= Beginning of Section =
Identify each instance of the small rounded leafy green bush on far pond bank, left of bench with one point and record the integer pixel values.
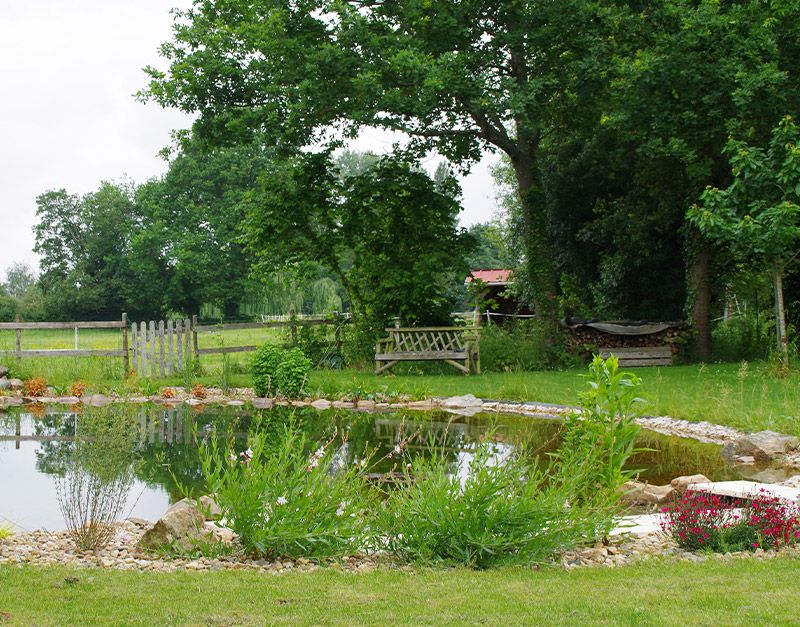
(278, 371)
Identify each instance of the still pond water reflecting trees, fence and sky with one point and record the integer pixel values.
(35, 447)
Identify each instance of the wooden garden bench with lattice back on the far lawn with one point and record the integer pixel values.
(458, 346)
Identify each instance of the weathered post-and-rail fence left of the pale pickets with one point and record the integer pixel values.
(20, 327)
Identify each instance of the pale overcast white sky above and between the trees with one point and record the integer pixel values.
(68, 118)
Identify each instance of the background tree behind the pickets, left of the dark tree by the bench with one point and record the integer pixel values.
(191, 224)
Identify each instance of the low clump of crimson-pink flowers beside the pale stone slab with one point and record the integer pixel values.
(699, 521)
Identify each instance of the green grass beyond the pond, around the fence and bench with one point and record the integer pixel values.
(750, 398)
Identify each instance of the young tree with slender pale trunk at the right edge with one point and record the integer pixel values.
(758, 214)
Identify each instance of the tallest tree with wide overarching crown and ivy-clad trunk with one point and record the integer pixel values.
(455, 77)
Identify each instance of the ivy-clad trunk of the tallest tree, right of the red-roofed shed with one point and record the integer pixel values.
(538, 256)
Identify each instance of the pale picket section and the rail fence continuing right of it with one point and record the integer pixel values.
(163, 348)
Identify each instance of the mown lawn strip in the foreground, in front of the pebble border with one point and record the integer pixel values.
(740, 592)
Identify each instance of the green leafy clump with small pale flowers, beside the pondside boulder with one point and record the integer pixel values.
(283, 501)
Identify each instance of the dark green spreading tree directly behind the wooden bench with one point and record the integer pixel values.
(388, 234)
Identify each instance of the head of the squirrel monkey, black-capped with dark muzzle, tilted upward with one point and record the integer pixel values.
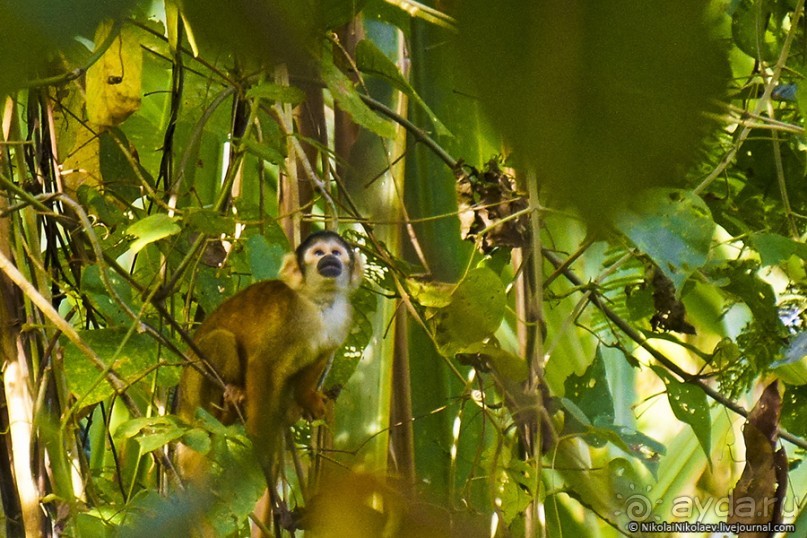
(323, 262)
= End of Section =
» **Activity**
Could you transcribe all of the data exactly, keeping every picture out of the copy?

» **Response to this exercise**
Identify each instance of the small rounded leafy green bush on far pond bank, left of bench with one point and record the integer pixel values.
(278, 371)
Identify each instance of the still pond water reflecting trees, fence and sky with one point and record the integer pixel values.
(35, 447)
Identify each instance of the wooden garden bench with lattice back on the far lawn with one point and record the integer pixel values.
(458, 346)
Identify each instance of the weathered post-and-rail fence left of the pale pickets with one point and record the integer pixel values.
(20, 327)
Identify each instance of the pale overcast white sky above and between the trees with one point and record the integer pixel values.
(68, 118)
Identify each instance of the background tree behind the pickets, left of the dark tree by the bench with one point and record the integer pixel values.
(191, 224)
Identify each instance of the low clump of crimson-pink flowers beside the pale stone slab with one point and record the integer pixel values.
(699, 521)
Identify each instance of the green grass beyond the pond, around the fence and bench with one point and record the integer pixel values.
(750, 398)
Identify each instance of the young tree with slender pale trunk at the right edge with one point and record the integer pixel values.
(758, 214)
Identify each instance of the tallest tree with wide overarching crown and ivy-clad trunk with one point and record the integer pixel values.
(455, 77)
Identify each instance of the ivy-clad trunk of the tallest tree, right of the red-roofed shed with one point and record the integer pixel values.
(538, 256)
Identify each instance of the pale picket section and the rail fence continuing right of it with one point and record the integer pixel values.
(163, 348)
Identify each instance of the mown lawn strip in the foreground, in front of the pebble border with one point and record the integer pixel values.
(740, 592)
Identify each instance of the green leafy clump with small pale flowers, beside the pondside boulder with one point and record the integer pixel values.
(283, 501)
Identify each instance of the dark green spreading tree directly behind the wooden bench with one point and record the integer pixel values.
(388, 234)
Identify each instance of the head of the squirrel monkey, black-capped with dark muzzle, tilted upward with one point and record the integer pixel values.
(323, 262)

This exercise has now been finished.